REQUIREMENT: Report how many lines in the rows below contain the string "target", with case significant. Give only the number.

DATA FOR THE TASK:
· · · ·

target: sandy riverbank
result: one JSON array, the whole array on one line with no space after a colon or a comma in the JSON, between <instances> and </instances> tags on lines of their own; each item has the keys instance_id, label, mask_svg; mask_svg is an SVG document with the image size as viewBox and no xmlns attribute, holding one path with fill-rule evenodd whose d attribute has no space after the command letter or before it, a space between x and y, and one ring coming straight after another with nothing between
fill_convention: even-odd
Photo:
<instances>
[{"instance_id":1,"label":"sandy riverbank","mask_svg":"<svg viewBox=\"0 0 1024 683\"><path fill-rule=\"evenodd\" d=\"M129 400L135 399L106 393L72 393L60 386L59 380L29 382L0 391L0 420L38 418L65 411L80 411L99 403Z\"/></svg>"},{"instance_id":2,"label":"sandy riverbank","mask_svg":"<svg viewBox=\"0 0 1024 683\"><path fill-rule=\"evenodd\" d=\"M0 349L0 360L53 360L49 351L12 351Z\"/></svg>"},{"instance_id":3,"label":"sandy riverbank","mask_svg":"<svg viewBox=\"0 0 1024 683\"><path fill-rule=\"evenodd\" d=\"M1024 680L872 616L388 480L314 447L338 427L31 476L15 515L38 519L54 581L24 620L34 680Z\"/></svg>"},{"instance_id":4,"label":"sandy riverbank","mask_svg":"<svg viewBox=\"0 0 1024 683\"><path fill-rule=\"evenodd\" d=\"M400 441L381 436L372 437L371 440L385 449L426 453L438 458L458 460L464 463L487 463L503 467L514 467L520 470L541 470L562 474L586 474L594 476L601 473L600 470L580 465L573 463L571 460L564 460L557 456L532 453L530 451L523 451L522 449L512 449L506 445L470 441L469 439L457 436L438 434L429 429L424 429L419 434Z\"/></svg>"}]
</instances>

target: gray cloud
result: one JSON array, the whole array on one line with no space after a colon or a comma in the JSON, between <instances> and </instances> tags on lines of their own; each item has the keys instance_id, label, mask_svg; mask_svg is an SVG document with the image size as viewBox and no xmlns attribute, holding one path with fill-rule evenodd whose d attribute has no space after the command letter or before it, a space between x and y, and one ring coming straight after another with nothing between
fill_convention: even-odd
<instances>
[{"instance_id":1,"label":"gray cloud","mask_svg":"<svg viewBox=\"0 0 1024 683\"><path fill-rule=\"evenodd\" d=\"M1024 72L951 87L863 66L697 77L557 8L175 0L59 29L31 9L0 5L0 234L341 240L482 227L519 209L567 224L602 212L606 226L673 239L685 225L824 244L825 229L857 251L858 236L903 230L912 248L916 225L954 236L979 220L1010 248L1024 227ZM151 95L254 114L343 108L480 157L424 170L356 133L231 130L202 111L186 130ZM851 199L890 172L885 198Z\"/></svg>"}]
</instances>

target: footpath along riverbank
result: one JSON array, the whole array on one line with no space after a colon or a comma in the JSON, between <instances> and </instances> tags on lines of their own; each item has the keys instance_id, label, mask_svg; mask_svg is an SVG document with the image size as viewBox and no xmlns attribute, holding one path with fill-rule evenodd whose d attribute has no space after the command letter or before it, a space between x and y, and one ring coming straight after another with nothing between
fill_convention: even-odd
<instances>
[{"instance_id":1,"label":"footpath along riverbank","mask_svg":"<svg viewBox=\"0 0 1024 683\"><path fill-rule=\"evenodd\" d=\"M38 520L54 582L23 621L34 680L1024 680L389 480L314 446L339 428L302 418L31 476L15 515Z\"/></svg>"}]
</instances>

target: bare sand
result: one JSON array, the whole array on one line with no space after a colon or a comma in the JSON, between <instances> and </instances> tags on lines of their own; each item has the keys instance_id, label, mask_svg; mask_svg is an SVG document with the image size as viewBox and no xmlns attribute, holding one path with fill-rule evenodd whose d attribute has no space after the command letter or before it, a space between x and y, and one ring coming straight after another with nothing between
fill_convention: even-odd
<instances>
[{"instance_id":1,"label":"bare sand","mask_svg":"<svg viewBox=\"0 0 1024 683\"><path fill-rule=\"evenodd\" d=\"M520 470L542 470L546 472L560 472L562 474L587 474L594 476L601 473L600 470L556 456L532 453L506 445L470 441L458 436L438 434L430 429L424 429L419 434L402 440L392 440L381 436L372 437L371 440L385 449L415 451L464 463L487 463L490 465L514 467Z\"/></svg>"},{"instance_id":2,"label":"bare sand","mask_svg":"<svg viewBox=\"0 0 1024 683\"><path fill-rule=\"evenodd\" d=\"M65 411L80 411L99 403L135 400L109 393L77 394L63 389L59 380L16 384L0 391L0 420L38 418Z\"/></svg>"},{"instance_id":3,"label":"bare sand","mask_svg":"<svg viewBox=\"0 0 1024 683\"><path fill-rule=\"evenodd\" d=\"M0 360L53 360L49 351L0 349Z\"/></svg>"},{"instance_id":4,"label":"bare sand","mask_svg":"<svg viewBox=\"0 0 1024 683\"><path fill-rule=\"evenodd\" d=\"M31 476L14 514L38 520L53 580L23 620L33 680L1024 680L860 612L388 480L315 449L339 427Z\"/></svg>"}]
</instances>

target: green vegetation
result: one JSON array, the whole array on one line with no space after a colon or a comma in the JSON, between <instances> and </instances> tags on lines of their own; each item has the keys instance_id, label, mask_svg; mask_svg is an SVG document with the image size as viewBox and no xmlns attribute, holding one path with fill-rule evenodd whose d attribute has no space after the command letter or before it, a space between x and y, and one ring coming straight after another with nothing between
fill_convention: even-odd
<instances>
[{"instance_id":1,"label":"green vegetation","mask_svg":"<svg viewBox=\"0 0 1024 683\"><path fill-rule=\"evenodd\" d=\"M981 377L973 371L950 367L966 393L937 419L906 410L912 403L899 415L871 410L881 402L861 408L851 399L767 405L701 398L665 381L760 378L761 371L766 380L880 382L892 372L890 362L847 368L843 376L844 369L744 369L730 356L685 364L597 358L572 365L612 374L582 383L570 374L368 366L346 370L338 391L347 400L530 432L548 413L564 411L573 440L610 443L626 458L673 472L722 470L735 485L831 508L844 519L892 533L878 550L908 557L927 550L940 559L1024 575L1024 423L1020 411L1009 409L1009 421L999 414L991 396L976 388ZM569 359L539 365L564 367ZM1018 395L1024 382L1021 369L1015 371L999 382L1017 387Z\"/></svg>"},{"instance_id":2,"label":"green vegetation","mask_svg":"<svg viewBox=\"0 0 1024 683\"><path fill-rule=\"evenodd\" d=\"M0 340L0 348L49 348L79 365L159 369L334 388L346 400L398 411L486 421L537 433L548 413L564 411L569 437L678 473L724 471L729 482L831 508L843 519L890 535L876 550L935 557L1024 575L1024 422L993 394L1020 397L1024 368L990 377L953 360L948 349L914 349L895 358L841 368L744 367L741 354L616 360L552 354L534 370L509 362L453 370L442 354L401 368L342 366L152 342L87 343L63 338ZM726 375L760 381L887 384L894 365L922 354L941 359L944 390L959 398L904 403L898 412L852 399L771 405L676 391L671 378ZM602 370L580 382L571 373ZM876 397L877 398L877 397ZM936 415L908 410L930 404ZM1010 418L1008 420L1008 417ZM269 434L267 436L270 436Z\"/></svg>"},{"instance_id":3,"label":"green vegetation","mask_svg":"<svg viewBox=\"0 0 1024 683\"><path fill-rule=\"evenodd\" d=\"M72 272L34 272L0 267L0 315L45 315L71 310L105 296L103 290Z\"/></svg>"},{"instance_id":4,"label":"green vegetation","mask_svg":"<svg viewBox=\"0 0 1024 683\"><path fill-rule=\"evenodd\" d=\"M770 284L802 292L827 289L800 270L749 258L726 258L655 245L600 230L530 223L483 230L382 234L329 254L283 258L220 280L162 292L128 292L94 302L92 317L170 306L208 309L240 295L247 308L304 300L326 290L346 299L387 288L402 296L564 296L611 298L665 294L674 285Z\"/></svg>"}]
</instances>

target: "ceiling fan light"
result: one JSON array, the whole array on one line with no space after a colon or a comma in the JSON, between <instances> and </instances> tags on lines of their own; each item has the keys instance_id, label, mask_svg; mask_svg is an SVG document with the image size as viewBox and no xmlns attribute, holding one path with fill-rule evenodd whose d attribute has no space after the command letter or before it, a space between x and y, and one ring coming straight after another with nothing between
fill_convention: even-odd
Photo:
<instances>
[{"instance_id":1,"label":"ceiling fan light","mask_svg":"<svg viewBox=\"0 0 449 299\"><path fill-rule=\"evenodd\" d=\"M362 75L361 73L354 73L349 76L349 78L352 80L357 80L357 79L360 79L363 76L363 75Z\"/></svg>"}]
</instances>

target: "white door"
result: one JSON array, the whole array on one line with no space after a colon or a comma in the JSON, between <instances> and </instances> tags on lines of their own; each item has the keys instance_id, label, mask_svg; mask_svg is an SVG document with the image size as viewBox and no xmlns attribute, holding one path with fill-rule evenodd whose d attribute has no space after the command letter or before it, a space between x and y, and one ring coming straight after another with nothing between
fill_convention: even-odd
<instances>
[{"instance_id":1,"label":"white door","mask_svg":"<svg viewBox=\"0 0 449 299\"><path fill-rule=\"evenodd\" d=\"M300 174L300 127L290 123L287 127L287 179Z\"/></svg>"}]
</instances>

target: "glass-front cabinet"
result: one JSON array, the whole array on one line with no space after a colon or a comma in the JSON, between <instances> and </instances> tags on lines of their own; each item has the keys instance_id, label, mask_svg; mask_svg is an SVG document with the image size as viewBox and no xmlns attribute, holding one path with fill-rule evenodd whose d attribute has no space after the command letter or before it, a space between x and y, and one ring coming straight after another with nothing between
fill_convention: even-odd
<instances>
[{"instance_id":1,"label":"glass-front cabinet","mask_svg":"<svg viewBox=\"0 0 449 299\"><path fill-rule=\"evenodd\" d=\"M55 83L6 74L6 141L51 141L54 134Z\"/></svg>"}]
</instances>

· · · ·

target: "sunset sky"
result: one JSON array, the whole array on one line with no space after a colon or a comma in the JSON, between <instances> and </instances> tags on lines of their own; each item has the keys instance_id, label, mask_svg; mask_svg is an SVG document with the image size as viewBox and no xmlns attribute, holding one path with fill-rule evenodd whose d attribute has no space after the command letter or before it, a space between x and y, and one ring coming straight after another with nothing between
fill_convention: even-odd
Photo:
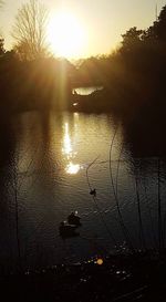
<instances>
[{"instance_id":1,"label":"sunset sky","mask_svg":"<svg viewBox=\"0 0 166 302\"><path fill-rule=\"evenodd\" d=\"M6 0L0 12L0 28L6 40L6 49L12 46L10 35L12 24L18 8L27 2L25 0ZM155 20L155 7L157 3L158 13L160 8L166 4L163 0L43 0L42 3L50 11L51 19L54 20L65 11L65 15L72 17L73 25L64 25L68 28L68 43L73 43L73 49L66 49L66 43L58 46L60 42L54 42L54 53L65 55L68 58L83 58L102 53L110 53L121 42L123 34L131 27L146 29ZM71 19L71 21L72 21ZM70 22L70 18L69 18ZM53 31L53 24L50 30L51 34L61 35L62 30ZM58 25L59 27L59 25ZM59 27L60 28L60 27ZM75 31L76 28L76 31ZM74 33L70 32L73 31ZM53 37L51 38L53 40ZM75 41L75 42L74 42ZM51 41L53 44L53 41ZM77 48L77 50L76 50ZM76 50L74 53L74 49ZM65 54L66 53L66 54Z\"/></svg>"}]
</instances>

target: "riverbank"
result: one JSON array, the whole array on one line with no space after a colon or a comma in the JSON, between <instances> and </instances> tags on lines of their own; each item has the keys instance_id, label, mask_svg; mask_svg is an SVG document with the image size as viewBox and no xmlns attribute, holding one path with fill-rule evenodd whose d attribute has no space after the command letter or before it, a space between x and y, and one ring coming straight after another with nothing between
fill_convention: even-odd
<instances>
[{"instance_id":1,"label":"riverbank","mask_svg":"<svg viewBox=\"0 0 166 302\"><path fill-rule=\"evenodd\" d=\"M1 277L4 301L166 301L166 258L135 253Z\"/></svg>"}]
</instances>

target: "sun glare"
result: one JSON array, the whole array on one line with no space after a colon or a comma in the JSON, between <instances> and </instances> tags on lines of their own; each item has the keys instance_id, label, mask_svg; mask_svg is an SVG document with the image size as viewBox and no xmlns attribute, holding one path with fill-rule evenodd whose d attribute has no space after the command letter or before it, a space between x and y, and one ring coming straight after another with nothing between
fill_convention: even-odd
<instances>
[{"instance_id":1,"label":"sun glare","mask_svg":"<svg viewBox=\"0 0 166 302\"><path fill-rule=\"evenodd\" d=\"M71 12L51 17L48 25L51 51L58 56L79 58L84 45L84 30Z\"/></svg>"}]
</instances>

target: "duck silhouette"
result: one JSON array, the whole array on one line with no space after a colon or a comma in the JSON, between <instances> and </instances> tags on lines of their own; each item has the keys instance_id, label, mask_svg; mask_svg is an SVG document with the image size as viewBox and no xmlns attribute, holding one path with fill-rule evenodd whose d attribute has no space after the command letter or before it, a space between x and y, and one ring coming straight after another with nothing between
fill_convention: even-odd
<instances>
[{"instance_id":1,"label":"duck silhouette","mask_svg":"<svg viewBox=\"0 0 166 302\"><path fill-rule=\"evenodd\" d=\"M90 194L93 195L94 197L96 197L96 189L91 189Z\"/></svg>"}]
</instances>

· · · ·

FULL RESPONSE: 12